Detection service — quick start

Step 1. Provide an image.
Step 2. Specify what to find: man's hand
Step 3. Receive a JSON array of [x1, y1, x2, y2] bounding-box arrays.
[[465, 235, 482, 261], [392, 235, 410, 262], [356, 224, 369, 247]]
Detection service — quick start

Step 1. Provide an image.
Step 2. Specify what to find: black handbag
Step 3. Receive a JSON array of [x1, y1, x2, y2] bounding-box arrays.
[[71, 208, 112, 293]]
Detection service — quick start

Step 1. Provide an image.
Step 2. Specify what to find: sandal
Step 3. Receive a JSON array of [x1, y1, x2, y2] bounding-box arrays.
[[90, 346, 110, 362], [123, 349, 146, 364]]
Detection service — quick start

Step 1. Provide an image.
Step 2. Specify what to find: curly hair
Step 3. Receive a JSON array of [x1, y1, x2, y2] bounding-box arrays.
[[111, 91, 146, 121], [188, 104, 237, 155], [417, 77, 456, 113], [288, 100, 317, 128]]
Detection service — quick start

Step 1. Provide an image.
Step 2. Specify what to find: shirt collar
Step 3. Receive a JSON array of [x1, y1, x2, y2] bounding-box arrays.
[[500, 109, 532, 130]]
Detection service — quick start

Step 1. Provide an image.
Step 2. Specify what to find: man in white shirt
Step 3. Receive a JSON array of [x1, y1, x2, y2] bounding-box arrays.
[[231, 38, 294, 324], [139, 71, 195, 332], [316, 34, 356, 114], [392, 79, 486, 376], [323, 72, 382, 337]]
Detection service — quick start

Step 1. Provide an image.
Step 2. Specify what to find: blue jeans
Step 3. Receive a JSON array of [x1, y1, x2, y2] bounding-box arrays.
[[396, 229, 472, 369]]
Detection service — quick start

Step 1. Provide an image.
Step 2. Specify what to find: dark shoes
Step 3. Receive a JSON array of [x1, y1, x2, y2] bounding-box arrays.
────────────────
Copy every line of the material above word for word, without changing anything.

Detection service — quick start

Step 1. Provide an image.
Step 2. Specify what to find: man's hand
Step 3. Receive a JSON array of [x1, y1, x2, y2] bounding-box arrays.
[[465, 235, 482, 261], [392, 235, 410, 262], [356, 224, 369, 247]]
Detection service — quick start

Step 1. Provide an image.
Step 2. Specify what to find: black handbag
Step 3. Receive a JSON array of [x1, y1, x2, y2] bounding-box arrays.
[[71, 208, 112, 293]]
Detection service — quick start

Step 1. Provide an image.
Step 2. Specify what to find: sandal
Step 3. Receive a JSON array of [x1, y1, x2, y2] bounding-box arrays.
[[90, 346, 110, 362], [123, 349, 146, 364]]
Detection service — quick start

Step 1. Provide an image.
Step 2. Specify what to find: curly hair
Step 3. Receive a JSON array of [x1, y1, x2, y2] bounding-box arrays.
[[111, 91, 146, 121], [188, 104, 237, 155], [417, 77, 456, 113], [288, 100, 317, 128]]
Detection service — quick start

Step 1. Provide an image.
Step 2. Specify what to find: shirt collar
Step 3. Receive a JSON array of [x1, y1, x2, y2] bounding-box arrays.
[[500, 109, 532, 130]]
Detection service — quick start

Step 1. Provide an image.
Step 2. Specify what to find: man in white shirt
Step 3. Receive a JSON array of [x1, y1, x2, y2] bounding-box arrays.
[[231, 38, 294, 324], [139, 71, 195, 332], [316, 34, 356, 114], [392, 79, 486, 376], [323, 72, 382, 337]]
Detection service — quick start

Step 1. Provide an image.
Step 2. Specify what to find: blue jeans
Step 3. Receive a JSON array of [x1, y1, x2, y2] bounding-box arrays.
[[396, 229, 472, 369]]
Detection service — quick start

Step 1. Provide an image.
Step 2. Specify what to find: dark shoes
Step 3. Receive a JSON array of [x1, y1, x2, y2] bounding-box arrays.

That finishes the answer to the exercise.